What to work on —
Please give the listing again, word for word, with nothing left out.

(Dataset rows)
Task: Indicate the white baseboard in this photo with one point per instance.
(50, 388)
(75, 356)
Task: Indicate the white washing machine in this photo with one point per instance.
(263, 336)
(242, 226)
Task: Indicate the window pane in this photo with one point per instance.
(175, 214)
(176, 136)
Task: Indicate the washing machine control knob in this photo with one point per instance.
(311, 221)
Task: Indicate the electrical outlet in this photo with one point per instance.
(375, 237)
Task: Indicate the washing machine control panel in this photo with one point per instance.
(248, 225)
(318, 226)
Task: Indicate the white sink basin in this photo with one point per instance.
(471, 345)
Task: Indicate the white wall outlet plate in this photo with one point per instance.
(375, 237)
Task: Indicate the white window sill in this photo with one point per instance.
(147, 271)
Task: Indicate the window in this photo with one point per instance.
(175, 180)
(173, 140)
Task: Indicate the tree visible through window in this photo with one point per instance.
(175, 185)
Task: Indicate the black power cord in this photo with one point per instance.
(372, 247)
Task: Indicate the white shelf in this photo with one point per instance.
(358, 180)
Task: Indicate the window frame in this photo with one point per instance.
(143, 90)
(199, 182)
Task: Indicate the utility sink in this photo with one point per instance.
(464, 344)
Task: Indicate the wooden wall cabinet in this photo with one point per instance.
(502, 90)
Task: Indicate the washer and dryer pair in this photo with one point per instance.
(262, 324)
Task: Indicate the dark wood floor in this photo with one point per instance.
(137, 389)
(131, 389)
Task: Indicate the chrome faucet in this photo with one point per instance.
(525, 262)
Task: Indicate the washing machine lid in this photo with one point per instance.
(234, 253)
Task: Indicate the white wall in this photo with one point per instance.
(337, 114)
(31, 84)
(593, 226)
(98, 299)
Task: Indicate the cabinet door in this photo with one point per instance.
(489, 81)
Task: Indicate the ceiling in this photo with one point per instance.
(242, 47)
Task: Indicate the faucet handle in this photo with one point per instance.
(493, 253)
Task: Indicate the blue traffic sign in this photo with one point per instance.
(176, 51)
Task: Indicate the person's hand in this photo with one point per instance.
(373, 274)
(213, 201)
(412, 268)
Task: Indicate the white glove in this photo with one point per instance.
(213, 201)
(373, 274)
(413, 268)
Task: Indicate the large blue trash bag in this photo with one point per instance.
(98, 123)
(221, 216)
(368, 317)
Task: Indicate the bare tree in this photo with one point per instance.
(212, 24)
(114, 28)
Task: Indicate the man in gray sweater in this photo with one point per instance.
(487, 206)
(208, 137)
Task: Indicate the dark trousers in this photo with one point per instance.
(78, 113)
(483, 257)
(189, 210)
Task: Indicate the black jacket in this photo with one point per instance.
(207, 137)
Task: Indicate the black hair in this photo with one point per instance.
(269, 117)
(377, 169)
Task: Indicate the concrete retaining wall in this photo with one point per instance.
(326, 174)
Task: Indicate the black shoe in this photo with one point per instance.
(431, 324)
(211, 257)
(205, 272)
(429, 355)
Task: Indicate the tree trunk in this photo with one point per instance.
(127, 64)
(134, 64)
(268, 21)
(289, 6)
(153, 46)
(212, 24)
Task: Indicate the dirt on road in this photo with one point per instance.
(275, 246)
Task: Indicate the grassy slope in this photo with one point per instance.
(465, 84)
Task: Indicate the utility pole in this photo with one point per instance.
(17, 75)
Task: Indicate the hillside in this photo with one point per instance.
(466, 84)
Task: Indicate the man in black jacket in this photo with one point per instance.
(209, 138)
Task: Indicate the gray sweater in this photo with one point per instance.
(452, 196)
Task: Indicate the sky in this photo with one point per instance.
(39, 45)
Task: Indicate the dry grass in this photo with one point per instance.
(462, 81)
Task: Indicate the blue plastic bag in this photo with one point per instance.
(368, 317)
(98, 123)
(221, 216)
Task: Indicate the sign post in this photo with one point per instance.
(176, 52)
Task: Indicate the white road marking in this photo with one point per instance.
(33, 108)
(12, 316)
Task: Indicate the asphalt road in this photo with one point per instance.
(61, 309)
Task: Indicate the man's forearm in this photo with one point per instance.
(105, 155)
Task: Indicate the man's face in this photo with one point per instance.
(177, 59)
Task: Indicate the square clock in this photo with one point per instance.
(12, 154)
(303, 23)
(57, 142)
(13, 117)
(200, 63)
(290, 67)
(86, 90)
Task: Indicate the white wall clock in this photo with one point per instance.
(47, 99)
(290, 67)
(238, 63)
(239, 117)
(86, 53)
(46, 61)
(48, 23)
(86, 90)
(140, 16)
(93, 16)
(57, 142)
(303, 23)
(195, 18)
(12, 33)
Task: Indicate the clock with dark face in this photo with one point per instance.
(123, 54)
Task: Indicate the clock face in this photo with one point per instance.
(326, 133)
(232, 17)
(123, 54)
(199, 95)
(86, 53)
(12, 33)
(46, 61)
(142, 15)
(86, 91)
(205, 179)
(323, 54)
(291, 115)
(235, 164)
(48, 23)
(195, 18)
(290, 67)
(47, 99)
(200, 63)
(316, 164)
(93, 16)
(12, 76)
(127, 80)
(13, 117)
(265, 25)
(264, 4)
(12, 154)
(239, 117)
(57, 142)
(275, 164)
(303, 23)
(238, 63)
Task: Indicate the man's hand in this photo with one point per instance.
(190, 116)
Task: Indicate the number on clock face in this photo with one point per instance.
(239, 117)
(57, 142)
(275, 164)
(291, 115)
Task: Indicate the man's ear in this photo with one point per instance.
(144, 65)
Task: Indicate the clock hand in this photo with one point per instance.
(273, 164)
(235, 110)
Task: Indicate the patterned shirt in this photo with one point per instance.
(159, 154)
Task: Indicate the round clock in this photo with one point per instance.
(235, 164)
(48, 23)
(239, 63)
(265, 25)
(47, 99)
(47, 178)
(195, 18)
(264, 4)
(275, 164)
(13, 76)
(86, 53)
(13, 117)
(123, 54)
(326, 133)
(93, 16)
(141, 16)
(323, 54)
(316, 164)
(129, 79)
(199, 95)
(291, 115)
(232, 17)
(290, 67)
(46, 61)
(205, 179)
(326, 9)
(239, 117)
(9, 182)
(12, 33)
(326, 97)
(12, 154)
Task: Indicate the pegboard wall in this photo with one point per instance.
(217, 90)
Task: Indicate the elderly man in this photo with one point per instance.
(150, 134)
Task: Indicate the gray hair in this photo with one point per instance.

Finished task —
Task: Indicate the white baseboard in this photo with one point per instance.
(50, 388)
(75, 356)
Task: Indicate the white washing machine in this photo with one point per instance.
(263, 336)
(242, 226)
Task: Indicate the window pane in this photo with one point per instance.
(175, 214)
(176, 136)
Task: Indicate the washing machine control knob in this photo with one point per instance.
(311, 221)
Task: Indicate the electrical outlet in this photo with one point per instance.
(375, 237)
Task: Indicate the washing machine control panel in this photo with one point per instance.
(248, 225)
(318, 226)
Task: Indicate the white sink basin in this photo with one point per instance.
(471, 345)
Task: Indicate the white wall outlet plate in this photo with one point per instance.
(375, 237)
Task: Indicate the white window sill in this photo with one point per instance.
(147, 271)
Task: Indicate the window in this photo with one point per instance.
(175, 180)
(173, 140)
Task: Indicate the tree visible through window in this photo with one point per instance.
(175, 185)
Task: Indicate the black power cord in this photo with one point per instance.
(372, 247)
Task: Indicate the white shelf in this photo with one point per instance.
(358, 180)
Task: Indicate the window frame in this photo with one point per instance.
(143, 90)
(199, 182)
Task: Indicate the utility sink in this photo with one point per instance.
(464, 344)
Task: Indicate the wooden wall cabinet in this photo with one point per instance.
(502, 90)
Task: Indicate the washer and dryer pair in this photo with one point per instance.
(262, 324)
Task: Indicate the dark wood floor in this photo with one point per instance.
(137, 389)
(131, 389)
Task: Indicate the chrome faucet in this photo with one point per instance.
(525, 262)
Task: Indicate the washing machine lid in this photo with one point per instance.
(234, 253)
Task: Indicate the white wall in this photo with one point per instance.
(337, 114)
(31, 84)
(593, 226)
(98, 299)
Task: Indicate the cabinet door in this photo with one point per instance.
(489, 81)
Task: Indicate the ceiling in this photo with one point per instance.
(242, 47)
Task: Indicate the faucet handle in this photo with one point per instance.
(493, 253)
Task: Indicate the blue traffic sign in this photo with one point per instance.
(176, 51)
Task: Indicate the person's hand in this photo with one point per instance.
(373, 274)
(213, 201)
(412, 268)
Task: Indicate the white glove in this photo with one point per instance.
(213, 201)
(373, 274)
(413, 268)
Task: Indicate the large blue trash bag in this photo with one point per instance.
(98, 123)
(221, 216)
(368, 317)
Task: Indicate the bare tree in this photo with one point per instance.
(212, 24)
(114, 28)
Task: Indicate the man in gray sweater in this photo with one point per instance.
(487, 206)
(208, 137)
Task: Indicate the dark trousers in this photo with one point per instance.
(78, 113)
(483, 257)
(189, 210)
Task: Indicate the black jacket in this photo with one point per instance.
(207, 137)
Task: Indicate the black hair in this photo with one point per instance.
(269, 117)
(377, 169)
Task: Indicate the concrete retaining wall in this photo with one point per instance.
(326, 174)
Task: Indicate the black shoe in this photo with one point per instance.
(431, 324)
(211, 257)
(205, 272)
(429, 355)
Task: Indicate the tree trunk in this photo with one point per instance.
(127, 64)
(134, 64)
(268, 21)
(289, 6)
(153, 46)
(212, 24)
Task: Indicate the dirt on road in this photo with one point per instance.
(275, 246)
Task: Indicate the grassy slope in this photo with one point per instance.
(465, 84)
Task: Indicate the utility pole in this photo with one point per instance.
(17, 75)
Task: Indicate the hillside in this photo with one point per instance.
(466, 84)
Task: Indicate the man in black jacket in this photo with one point per instance.
(209, 138)
Task: Indicate the gray sweater in this photo with one point per instance.
(452, 196)
Task: Indicate the sky in this photo with one point per instance.
(39, 45)
Task: Indicate the dry grass in this photo with one point per instance.
(462, 81)
Task: Indicate the blue plastic bag in this photo with one point per instance.
(368, 317)
(98, 123)
(221, 216)
Task: Indicate the sign post in this photo with one point per instance.
(176, 52)
Task: Indicate the white road marking in this photo with one point per instance.
(33, 108)
(12, 316)
Task: Indicate the asphalt road in this photo with one point per instance.
(61, 309)
Task: Indicate the man's forearm in this photo with one point per instance.
(105, 155)
Task: Indicate the man's face in this photo with one point per instance.
(177, 59)
Task: Indicate the square clock in this photo with one point per instance.
(12, 154)
(303, 23)
(57, 142)
(13, 117)
(200, 63)
(290, 67)
(86, 90)
Task: Indicate the white wall clock in this photo with one point per instance.
(47, 99)
(290, 67)
(238, 63)
(239, 117)
(86, 53)
(46, 61)
(48, 23)
(86, 90)
(140, 16)
(93, 16)
(57, 142)
(303, 23)
(195, 18)
(12, 33)
Task: Indicate the clock with dark face in this photo with one point per instance.
(123, 54)
Task: Indicate the clock face in this photo with one point per instance.
(326, 133)
(232, 17)
(123, 54)
(199, 95)
(86, 53)
(12, 33)
(46, 61)
(142, 15)
(86, 91)
(205, 179)
(323, 54)
(291, 115)
(235, 164)
(48, 23)
(195, 18)
(290, 67)
(47, 99)
(200, 63)
(316, 164)
(93, 16)
(12, 76)
(127, 80)
(13, 117)
(265, 25)
(264, 4)
(12, 154)
(239, 117)
(57, 142)
(275, 164)
(303, 23)
(238, 63)
Task: Indicate the man's hand in this photo with one point per instance.
(190, 116)
Task: Indicate the number on clock face in this photo with one point per instance.
(239, 117)
(57, 142)
(275, 164)
(291, 115)
Task: Indicate the man's ear in this photo with one point per instance.
(144, 65)
Task: Indicate the clock hand in this photo with one point per instance.
(273, 164)
(235, 110)
Task: Indicate the patterned shirt in this photo with one point per instance.
(159, 154)
Task: Indicate the round clock in this photo with one point per instance.
(235, 164)
(48, 23)
(239, 63)
(265, 25)
(47, 99)
(47, 178)
(195, 18)
(264, 4)
(275, 164)
(13, 76)
(86, 53)
(13, 117)
(123, 54)
(326, 133)
(93, 16)
(141, 16)
(323, 54)
(316, 164)
(129, 79)
(199, 95)
(291, 115)
(232, 17)
(290, 67)
(46, 61)
(205, 179)
(326, 9)
(239, 117)
(9, 182)
(12, 33)
(326, 97)
(12, 154)
Task: Indicate the pegboard wall in this photo with one point per instance.
(217, 90)
Task: Indicate the elderly man in this photo with one point per instance.
(150, 134)
Task: Indicate the gray hair in this photo with one point per instance.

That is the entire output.